Exercise task: Your task is to reproduce exactly the lines from the line with "If you could segment every instance of the white" through the end of the records below.

Material:

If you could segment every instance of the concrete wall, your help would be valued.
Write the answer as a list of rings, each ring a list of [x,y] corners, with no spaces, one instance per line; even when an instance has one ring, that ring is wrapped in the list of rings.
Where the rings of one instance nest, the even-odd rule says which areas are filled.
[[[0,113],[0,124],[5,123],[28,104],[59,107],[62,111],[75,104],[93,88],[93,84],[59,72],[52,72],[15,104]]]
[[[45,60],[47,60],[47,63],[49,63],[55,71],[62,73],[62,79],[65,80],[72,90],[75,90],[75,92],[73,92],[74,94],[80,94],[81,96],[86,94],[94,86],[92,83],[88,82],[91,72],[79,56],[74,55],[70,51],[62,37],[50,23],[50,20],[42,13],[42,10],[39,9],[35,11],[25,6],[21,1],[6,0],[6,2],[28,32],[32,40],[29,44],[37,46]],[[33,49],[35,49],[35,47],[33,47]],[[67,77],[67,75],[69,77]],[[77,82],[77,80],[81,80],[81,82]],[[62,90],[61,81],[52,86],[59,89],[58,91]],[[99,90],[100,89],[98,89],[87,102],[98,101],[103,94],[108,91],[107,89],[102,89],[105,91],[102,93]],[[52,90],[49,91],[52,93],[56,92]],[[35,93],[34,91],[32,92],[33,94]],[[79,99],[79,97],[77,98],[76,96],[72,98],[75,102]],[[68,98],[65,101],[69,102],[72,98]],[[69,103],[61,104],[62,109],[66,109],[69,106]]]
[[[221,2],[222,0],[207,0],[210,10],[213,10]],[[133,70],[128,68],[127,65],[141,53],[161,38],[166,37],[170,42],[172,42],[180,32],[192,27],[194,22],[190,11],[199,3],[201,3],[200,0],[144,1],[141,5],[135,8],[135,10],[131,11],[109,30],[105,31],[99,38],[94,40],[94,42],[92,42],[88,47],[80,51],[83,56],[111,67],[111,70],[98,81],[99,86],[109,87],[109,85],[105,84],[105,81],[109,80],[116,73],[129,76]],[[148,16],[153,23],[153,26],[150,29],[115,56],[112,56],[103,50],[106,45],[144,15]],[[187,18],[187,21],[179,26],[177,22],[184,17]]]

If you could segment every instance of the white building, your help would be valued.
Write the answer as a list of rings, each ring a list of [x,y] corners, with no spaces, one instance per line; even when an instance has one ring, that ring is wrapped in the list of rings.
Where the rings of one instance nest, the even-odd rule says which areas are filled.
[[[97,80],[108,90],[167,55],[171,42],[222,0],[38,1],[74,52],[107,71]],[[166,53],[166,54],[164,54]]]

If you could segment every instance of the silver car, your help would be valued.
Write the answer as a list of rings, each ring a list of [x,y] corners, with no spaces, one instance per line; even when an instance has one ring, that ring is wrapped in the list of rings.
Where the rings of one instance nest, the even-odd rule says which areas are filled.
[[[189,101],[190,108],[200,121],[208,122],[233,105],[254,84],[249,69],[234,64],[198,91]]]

Final result:
If you could segment every instance of the white building, your help would be valued.
Write the answer as a list of rings, each ring a list of [x,y] corners, with no spaces, one instance per line; even when an instance has one ring, that ring is wrapped in the list of rings.
Where the rings of one instance nest, the even-odd rule says which areas are filled.
[[[97,80],[108,90],[167,55],[171,42],[222,0],[38,1],[74,52],[107,71]],[[166,53],[166,54],[164,54]]]

If you could segment every instance of the silver car, your help would be valued.
Write the answer as a list of rings, each ring a list of [x,y] corners, with no spaces, one instance per line; even when an instance has one ring, that ring is wrapped in the list of rings.
Where the rings of one instance nest, the even-odd rule says which areas are filled.
[[[189,101],[190,108],[200,121],[208,122],[233,105],[254,84],[249,69],[234,64],[198,91]]]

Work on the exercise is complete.